*Job:*
How would you translate this sentence from the forum thread below into Spanish: "Also strangely enough ordering seems to work as expected now."

Okay, so according to the source I'd say VCSW are IVCSW are voluntary context switches and involuntary context switches, which I find interesting, cause they seem to be CPU related, despite being in the IO mode of top?

And if I get this right the others refer to ru_inblock and ru_outblock from getrusage(2) is supposed to "number of times the file system had to perform input/output" and fault appears to be "the number of page faults serviced that required I/O activity"

EDIT: Oh the context switches might make sense, cause it might wait for IO.

Also strangely enough ordering seems to work as expected now.

I still think it would be nice to have it in the man page, or otherwise have getrusage(2) as a reference in the "SEE ALSO" section.


----------



## tobik@ (Mar 3, 2017)

tobiam said:


> I still think it would be nice to have it in the man page, or otherwise have getrusage(2) as a reference in the "SEE ALSO" section.

Detection annotation records:

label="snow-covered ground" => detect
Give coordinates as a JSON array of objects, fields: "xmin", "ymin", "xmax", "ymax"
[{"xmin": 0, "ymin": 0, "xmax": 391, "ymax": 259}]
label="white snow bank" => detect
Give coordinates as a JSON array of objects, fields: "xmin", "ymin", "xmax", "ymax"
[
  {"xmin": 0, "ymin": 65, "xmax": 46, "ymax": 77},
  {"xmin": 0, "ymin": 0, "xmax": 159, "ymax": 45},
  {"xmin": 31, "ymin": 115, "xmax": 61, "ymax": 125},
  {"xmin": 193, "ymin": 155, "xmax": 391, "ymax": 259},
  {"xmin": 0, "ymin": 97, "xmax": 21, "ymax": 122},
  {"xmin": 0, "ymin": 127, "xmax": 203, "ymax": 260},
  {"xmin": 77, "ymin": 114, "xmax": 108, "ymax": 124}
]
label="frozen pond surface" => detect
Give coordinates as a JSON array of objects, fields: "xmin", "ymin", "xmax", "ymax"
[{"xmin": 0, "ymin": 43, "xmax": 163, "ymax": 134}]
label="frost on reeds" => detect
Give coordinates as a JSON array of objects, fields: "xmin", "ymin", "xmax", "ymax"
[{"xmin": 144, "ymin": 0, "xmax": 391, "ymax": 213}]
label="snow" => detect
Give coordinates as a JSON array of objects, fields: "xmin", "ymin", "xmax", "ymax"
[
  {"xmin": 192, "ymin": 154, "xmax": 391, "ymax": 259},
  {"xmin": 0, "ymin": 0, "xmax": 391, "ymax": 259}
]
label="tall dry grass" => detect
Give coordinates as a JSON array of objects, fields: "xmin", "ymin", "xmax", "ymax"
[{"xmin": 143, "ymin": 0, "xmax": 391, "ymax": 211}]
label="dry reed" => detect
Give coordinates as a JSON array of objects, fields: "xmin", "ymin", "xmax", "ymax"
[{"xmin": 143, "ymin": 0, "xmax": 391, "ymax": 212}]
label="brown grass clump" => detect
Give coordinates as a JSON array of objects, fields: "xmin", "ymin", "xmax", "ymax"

*Exercise output:*
Además, curiosamente, ahora la ordenación parece funcionar como se esperaba.